Work instructions: Print every entry, word for word, and skip the images.
::: Data for this task
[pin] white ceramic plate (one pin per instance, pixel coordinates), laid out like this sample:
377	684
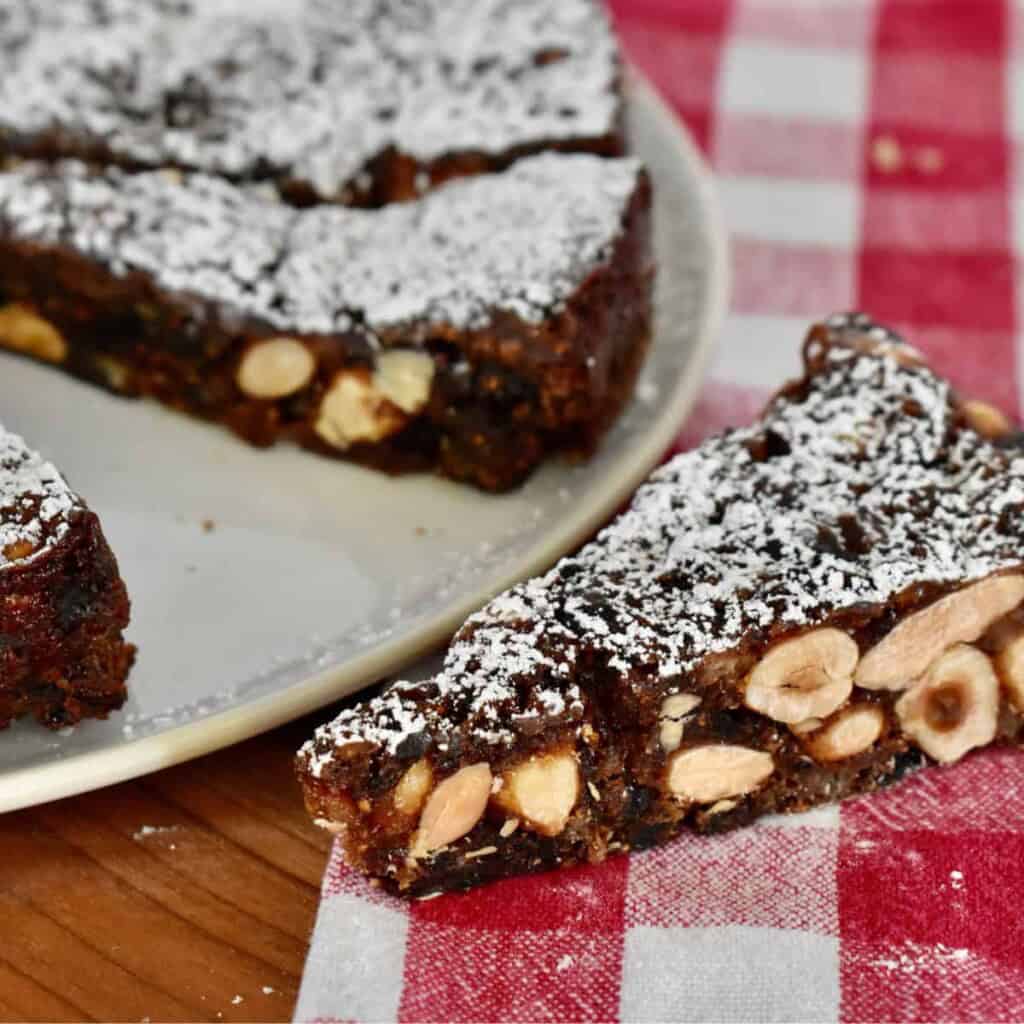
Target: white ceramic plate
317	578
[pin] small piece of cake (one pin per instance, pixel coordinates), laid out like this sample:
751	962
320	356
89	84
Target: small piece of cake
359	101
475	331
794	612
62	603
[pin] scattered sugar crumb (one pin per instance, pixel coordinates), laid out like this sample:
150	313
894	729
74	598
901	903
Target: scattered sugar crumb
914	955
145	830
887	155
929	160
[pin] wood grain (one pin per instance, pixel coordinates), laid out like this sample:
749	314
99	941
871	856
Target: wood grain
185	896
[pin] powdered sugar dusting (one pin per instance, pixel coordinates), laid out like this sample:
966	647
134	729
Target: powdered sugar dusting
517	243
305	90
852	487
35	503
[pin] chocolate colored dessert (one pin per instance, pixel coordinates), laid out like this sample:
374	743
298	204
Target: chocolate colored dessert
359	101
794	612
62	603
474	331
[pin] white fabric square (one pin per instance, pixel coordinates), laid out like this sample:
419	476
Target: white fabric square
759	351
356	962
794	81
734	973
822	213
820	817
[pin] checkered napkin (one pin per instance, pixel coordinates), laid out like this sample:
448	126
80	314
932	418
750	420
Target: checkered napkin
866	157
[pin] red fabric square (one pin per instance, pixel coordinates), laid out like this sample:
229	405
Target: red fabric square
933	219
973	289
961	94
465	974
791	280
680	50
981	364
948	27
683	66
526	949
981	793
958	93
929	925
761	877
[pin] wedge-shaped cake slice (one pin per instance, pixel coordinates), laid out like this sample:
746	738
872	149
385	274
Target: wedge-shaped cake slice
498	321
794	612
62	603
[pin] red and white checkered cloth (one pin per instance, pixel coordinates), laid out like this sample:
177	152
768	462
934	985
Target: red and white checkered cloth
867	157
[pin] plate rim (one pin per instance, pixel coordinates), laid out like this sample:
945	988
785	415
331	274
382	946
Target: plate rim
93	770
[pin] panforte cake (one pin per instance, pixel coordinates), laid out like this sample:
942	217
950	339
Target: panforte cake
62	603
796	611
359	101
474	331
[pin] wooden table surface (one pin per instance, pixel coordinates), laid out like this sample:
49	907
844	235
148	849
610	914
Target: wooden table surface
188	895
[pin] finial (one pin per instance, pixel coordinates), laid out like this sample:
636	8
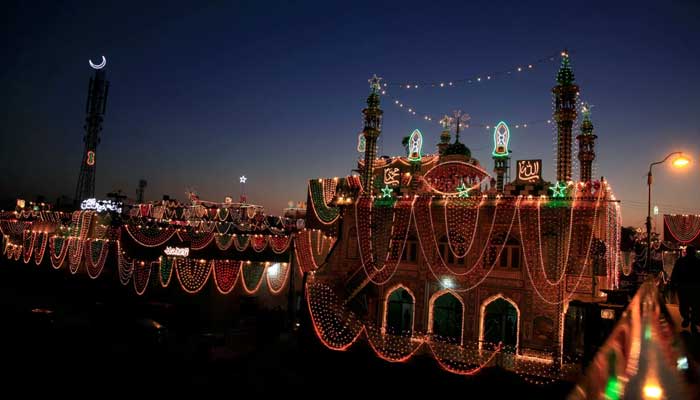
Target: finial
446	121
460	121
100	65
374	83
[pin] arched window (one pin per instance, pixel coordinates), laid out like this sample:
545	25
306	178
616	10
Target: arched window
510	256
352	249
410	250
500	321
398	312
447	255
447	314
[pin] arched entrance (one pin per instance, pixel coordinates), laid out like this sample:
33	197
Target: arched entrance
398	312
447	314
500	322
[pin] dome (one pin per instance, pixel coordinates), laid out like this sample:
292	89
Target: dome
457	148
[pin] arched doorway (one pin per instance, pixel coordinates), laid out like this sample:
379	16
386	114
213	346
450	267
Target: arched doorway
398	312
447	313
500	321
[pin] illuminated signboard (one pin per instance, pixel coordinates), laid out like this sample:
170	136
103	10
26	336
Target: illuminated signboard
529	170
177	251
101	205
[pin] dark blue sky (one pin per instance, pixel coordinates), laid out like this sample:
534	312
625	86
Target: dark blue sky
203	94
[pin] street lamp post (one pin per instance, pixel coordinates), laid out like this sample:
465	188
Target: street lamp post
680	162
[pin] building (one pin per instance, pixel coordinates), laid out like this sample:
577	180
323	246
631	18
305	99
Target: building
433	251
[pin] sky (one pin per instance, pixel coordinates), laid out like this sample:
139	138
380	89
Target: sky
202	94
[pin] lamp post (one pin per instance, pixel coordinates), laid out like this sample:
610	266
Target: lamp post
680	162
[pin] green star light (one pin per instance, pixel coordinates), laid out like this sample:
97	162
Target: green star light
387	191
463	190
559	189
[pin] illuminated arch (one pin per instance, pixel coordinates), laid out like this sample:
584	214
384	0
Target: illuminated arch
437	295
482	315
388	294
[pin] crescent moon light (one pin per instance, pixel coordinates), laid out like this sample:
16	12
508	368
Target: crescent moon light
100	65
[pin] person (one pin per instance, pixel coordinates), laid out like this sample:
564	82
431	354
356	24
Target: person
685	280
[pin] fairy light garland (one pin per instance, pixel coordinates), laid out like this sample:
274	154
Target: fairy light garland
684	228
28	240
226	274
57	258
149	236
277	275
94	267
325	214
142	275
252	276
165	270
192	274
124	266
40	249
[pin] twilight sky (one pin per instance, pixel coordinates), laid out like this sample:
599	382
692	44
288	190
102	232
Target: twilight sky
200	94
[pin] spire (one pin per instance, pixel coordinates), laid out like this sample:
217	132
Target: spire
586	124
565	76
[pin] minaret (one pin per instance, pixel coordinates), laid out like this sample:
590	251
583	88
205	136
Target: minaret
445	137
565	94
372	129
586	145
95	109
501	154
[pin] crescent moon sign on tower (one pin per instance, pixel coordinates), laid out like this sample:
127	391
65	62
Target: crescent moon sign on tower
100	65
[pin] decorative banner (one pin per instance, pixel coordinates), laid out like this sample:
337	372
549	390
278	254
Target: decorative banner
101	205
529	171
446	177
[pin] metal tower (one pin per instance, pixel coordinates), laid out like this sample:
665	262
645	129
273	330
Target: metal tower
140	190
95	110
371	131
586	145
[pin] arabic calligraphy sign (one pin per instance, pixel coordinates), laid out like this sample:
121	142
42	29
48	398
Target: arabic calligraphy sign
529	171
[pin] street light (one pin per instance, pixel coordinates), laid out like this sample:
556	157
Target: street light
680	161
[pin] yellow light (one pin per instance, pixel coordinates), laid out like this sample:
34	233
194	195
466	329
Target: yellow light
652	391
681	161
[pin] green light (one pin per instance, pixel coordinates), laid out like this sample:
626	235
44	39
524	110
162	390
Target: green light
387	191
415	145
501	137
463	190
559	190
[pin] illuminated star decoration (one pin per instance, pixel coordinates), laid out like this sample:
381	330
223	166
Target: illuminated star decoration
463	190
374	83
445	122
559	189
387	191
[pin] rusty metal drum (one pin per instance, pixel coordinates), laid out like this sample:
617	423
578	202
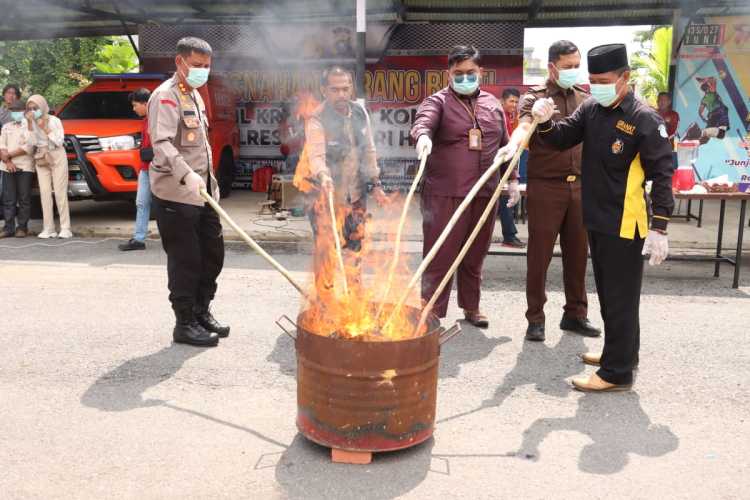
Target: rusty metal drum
::::::
Answer to the task:
[pin] white ceramic plate (one pin per instance, pixel coordinates), laid out like this sample:
377	684
Target: white ceramic plate
317	578
[pin] small piece of cake (one pin per instance, pixel coordinates), laid out like this sample:
751	962
320	356
89	84
Target: small piece of cake
359	101
475	331
794	612
62	603
[pin] scattered sugar crumb (one pin per instance, pixel coordinates), laid out like this sample:
150	313
894	729
74	598
901	903
Target: scattered sugar crumb
914	955
145	830
887	155
929	160
[pin] wood grain (one pin per instance, pixel coordinates), laid out like this sample:
749	314
99	941
871	856
Target: wood grain
185	896
[pin] powdered sugar dusting (one pin per instance, pixel coordinates), laid out like this sample:
966	647
134	729
Target: powdered sugar dusting
517	243
305	90
852	487
35	503
[pin] chocolate colored dessert (one pin per instance, pixel coordinates), laid out like this sample:
374	743
298	204
Target: chocolate colored dessert
359	101
794	612
62	603
474	331
[pin] white fabric square (one pin per instance, pixel coordinates), laid out like this sample:
419	476
Target: white fabric square
759	351
356	962
794	81
734	973
822	213
820	817
[pin] checkered napkin (one pin per instance, pixel coordinates), laid out like this sample:
448	126
80	314
932	418
750	420
Target: checkered napkin
866	157
[pin] red fabric square (one pin per instance, pixel coordinates), laid out like this sample:
229	405
Target: red fabric square
933	219
973	289
961	94
465	974
791	280
680	50
981	364
948	27
683	66
526	949
981	793
958	93
929	925
761	877
[pin] wedge-shaped cake slice (one pin per instance, pixel coordinates), laid out like this sample:
746	738
872	149
385	274
Target: wedge-shaped cake slice
498	321
794	612
62	603
[pin] red and white checkered cloth (one pin per instance, pixel coordinates), laid out like this sample:
177	152
768	462
934	985
Target: red and white checkered cloth
867	157
[pin] plate rim (one pin per instance, pixel coordinates), laid out like this sample:
945	988
785	415
331	274
382	946
Target: plate rim
93	770
[pin] panforte cake (one pin per instance, pixel coordinates), laid out like this sample:
942	217
950	339
Target: panforte cake
62	603
796	611
359	101
474	331
[pin] wooden table surface (one pin per instance, pixel coordinates), laid out like this sample:
49	907
844	235
148	849
610	914
Target: wooden table surface
188	895
[pin] finial (one pin per instance, pixel coordinates), laid out like this sample:
636	8
Target: finial
446	121
460	121
100	65
374	83
[pin] arched window (one pin per instance, pixel coordinates), laid out like this sample:
545	25
306	178
616	10
Target: arched window
510	256
352	249
410	250
500	321
398	312
447	255
447	314
[pin] arched entrance (one pin per instance, pixel coordinates), laid out like this sample:
33	197
Target: arched entrance
398	312
447	314
500	322
[pin] dome (one pin per instance, pixel coordinates), laid out like this sample:
292	89
Target: dome
457	148
[pin] arched doorway (one pin per instance, pixel coordinates), laid out like this sample:
379	16
386	114
213	346
450	267
Target: arched doorway
398	312
447	313
500	321
[pin] illuminated signboard (one pin per instance, pixel coordinates), laid out like this sample:
170	136
103	10
26	336
Target: illuminated signboard
529	170
177	251
101	205
[pin] dark blue sky (one pin per instance, pixel coordinates), laid out like this sample:
534	312
625	86
Target: dark blue sky
203	94
[pin] street lamp post (one pin per instance, pixel coordinates), laid out like this sample:
465	188
Target: street lamp post
680	162
[pin] building (one pin per instance, pixel coordinates), laid out like this sample:
577	180
323	246
631	18
305	99
Target: building
433	251
[pin] sky (one pin per instance, pixel coordinates), laid out like this sample:
139	138
380	89
Target: sky
202	94
[pin] lamp post (one pin per instance, pixel coordinates), laid out like this sample:
610	266
Target: lamp post
680	162
[pin] green star light (one pin per instance, pixel coordinates), laid out like this sample:
97	162
Target: green star light
387	191
463	190
559	189
[pin] illuminated arch (one pin per instance, pixel coordinates), laid out like this sample:
584	214
384	0
Target: illuminated arch
437	295
482	315
388	294
[pin] crescent moon light (one pin per instance, pixel coordinates), laid out like this sample:
16	12
508	368
Target: crescent moon light
100	65
[pin] person (one pin per instance, pixel coordinates), laid out like this sample:
564	82
431	354
356	24
Target: person
685	280
[pin] fairy light garland (one pin per instance, pixel coordinates), laid out like this sample:
274	154
Target: fairy light garland
684	228
28	240
226	274
57	258
149	236
277	275
94	267
325	214
142	275
252	276
165	270
192	274
124	266
40	249
[pin] twilight sky (one pin per instance, pixel coordinates), laid out like this sample:
599	382
692	44
288	190
102	232
Target: twilight sky
200	94
[pin] spire (one pin per instance, pixel coordinates), laid out like this sample:
217	132
Target: spire
586	124
565	76
[pin] minaret (one pin per instance, pixel coordinates), laid out like this sample:
590	251
583	88
205	136
Target: minaret
445	137
565	94
372	129
586	145
95	109
501	154
[pin] crescent moon sign on tower (one pin per instance, pixel coordinates), laid out like this sample:
127	391
65	62
Target: crescent moon sign on tower
100	65
[pin] decorative banner (one pin per instance, pixel coordinates), laid out like this sample:
337	372
549	390
278	254
Target: decorative banner
101	205
529	171
446	177
[pin] metal tower (one pin per instance, pixel coordinates), laid out like this sample:
665	262
645	129
273	330
Target: metal tower
140	190
95	110
371	131
586	145
[pin] arabic calligraphy sign (one pin per instance, pixel coordinates), laid out like this sample:
121	142
42	29
48	398
Target: arabic calligraphy sign
529	171
[pin] street light (one pin per instance, pixel coordinates), laid out like this sample:
556	157
Target: street light
680	161
[pin] yellow light (one pin per instance, pixel coordinates), laid out like this sample:
34	233
194	195
466	329
Target: yellow light
652	391
681	161
[pin] green light (one pin per instance, pixel coordinates), laid out like this sample:
626	235
44	39
524	110
162	390
Target: green light
387	191
415	145
501	137
463	190
559	190
[pin] illuminated star decoration (one pin per instance, pixel coordinates), laid out like this sample:
381	330
223	166
Target: illuminated star decoration
463	190
374	83
445	122
559	189
387	191
[pin] rusty metal drum (one pin per instance, pixel coordinates), laid out like this sample:
617	423
578	202
Target: rusty metal drum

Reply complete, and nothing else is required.